**To be done**
Can you set out every line of the listing below as a Markdown table with the columns Row and Line, numbering each row and leaving out any blank lines?

**Supplied entries**
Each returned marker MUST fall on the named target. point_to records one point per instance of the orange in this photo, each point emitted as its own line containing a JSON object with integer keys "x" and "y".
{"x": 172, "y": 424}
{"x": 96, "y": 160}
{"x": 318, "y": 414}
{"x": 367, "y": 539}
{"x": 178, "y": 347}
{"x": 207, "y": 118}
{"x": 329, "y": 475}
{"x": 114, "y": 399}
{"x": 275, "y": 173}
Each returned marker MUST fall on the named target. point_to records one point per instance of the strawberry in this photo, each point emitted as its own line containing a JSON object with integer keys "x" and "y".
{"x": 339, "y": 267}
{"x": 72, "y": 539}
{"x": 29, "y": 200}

**Final result**
| Row | Line |
|---|---|
| 1 | Each returned marker MUST fall on the named target. point_to records one point per instance of the orange in this photo, each point emitted as its own line containing a JSON object with integer keys "x" and "y". |
| 2 | {"x": 172, "y": 424} |
| 3 | {"x": 96, "y": 160} |
| 4 | {"x": 318, "y": 414} |
| 5 | {"x": 367, "y": 539} |
| 6 | {"x": 178, "y": 347} |
| 7 | {"x": 207, "y": 118} |
| 8 | {"x": 329, "y": 475} |
| 9 | {"x": 114, "y": 399} |
| 10 | {"x": 275, "y": 173} |
| 11 | Each returned marker MUST fall on the named target. point_to records one point per instance of the strawberry in this photo, each point emitted as its own line containing a JSON object with integer keys "x" and "y". |
| 12 | {"x": 339, "y": 267} |
| 13 | {"x": 72, "y": 539} |
| 14 | {"x": 29, "y": 200} |